You will see more of these types of products. You can see ratings and reviews. This is a real strength. Because of the infrastructure we have, we actually test products. We test experiences. We can then market them. That heavily helps drive our e-commerce platform. Email sounds old. This is a tremendous channel. I get it from certain things like New York Times, others. It is a very good re-engagement platform or channel, I should say, to bring people back to your site. We have gotten better. It also helps us in building our database and has been a nice source of direct traffic. Events, these are premium experiences, also very helpful with advertisers. Food & Wine is a great platform for this. We have others. Brand licensing, about $100 million of revenue, different channels there. Then print, which has really outperformed expectations since we bought.
We very much slimmed it down when we bought it to what we call the Magnificent Seven titles. They all exist on their own two legs. We will continue to manage that business to offset corporate. 10 billion sessions annually on O&O digitally. We have these off-platform audiences. Apple News is a tremendous partner, continuing to drive traffic. None of that shows up in our sessions. You can see social media. We have really grown our video on YouTube over the last couple of years. 50+ billion views annually off-platform. Diversified monetization, direct advertising is digital advertising is 63% of our digital revenue. That is roughly 2/3 direct premium sold, 1/3 programmatic. Performance marketing, 24%. We think we are best in class at this, both because we test the products, can recommend them, and also our integrations and tactics there.
Licensing, that includes Apple News and our OpenAI partnership, as well as some product licenses we have with Walmart and others. Print revenue. You can see the makeup there. We are over half digital revenue, and that'll keep growing. Decipher is an important one. This was developed because of the intent-driven nature of our sites. We got so much signal that you'll never get from cookies. Running that through AI, machine learning, and all of our performance testing online, we can pick the best ad to serve relative to a consumer. If they're looking at painting a nursery, it means they have recently had a child. You can obviously recommend paint, but you can also represent a host of others. We have scored all those elements on our sites. That drives D/Cipher, which is a we guarantee performance.
We beat cookies in all of our tests for the metric that our advertisers are looking at. We can now also roll this out. OpenAI has been a key partner for us in this across the open web. We can then guarantee performance by programmatically on third-party sites that have the same signal as ours, same categories, et cetera, and monetize and generate an attractive margin. We rolled this out in Q1. We think this can be a really meaningful part of our business. We are actively scaling that up this year. Quarterly digital growth, you can see up top, we consistently grew across last year, grew 7% in the first quarter. We knew it was going to be a tough comp for a few factors, some spikes at People the year before, the leap year, and also Easter, which matters to us shifting into Q2.

Aim of the task: Could you write out the passage from the remarks on the company's digital business, from "Licensing, that includes" up to and including "we guarantee performance."?

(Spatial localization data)
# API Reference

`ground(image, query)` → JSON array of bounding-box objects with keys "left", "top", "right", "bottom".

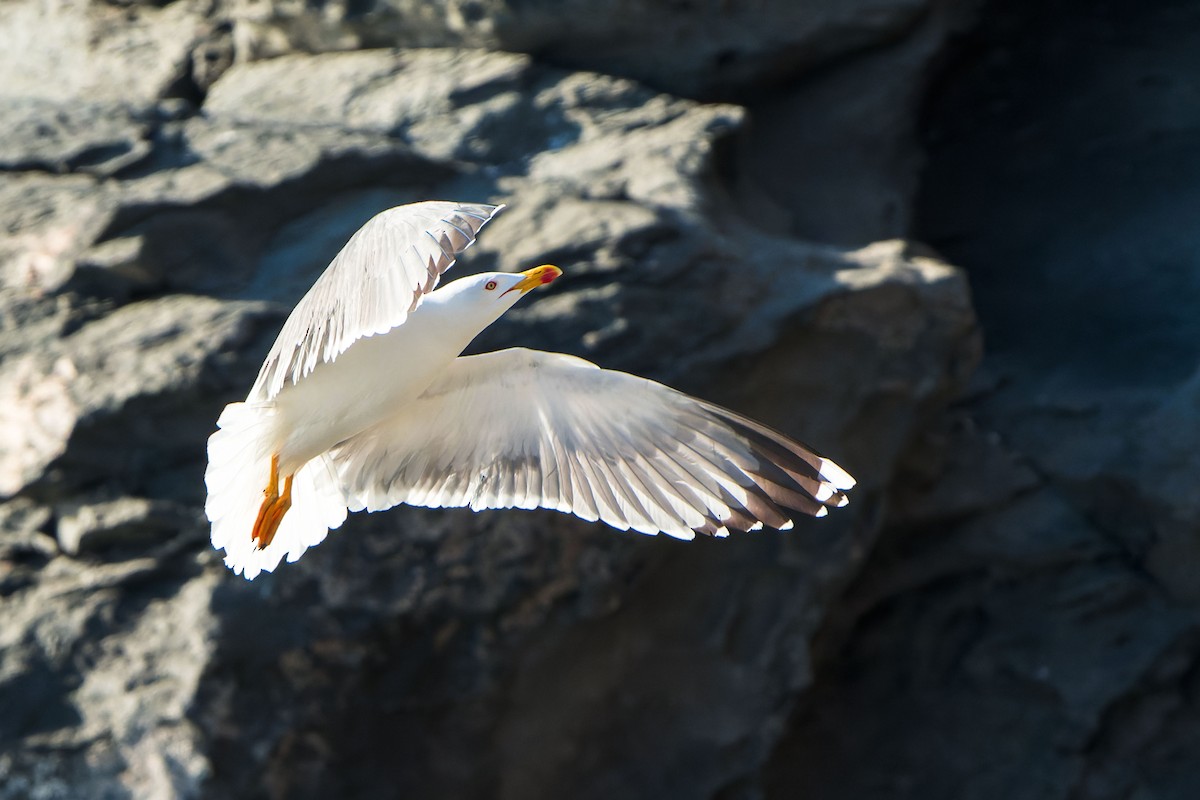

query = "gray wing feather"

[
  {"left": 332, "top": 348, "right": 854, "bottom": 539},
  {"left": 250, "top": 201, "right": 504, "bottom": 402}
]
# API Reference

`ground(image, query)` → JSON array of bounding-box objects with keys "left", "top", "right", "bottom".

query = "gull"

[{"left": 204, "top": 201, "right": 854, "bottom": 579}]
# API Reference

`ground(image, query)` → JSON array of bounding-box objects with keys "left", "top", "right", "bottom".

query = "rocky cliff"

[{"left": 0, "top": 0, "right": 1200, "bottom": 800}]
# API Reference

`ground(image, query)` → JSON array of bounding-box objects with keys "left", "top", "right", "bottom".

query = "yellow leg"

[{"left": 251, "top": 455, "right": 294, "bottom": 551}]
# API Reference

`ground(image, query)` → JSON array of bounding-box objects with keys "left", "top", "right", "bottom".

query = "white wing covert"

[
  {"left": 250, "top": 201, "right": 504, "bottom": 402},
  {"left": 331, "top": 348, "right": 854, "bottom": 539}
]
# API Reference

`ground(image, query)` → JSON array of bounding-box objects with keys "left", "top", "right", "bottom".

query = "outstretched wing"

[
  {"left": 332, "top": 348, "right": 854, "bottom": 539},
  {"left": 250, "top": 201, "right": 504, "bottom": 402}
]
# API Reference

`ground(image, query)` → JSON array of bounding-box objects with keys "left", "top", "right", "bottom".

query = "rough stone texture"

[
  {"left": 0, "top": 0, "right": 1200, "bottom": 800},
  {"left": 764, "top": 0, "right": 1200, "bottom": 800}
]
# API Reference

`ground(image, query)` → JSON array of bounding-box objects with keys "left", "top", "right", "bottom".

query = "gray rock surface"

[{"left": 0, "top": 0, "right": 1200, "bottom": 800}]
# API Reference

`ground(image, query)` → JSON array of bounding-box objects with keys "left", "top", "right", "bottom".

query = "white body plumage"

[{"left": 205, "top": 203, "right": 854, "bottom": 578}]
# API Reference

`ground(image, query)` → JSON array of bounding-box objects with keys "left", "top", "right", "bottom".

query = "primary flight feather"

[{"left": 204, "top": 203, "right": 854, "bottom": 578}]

Answer area:
Licensing, that includes Apple News and our OpenAI partnership, as well as some product licenses we have with Walmart and others. Print revenue. You can see the makeup there. We are over half digital revenue, and that'll keep growing. Decipher is an important one. This was developed because of the intent-driven nature of our sites. We got so much signal that you'll never get from cookies. Running that through AI, machine learning, and all of our performance testing online, we can pick the best ad to serve relative to a consumer. If they're looking at painting a nursery, it means they have recently had a child. You can obviously recommend paint, but you can also represent a host of others. We have scored all those elements on our sites. That drives D/Cipher, which is a we guarantee performance.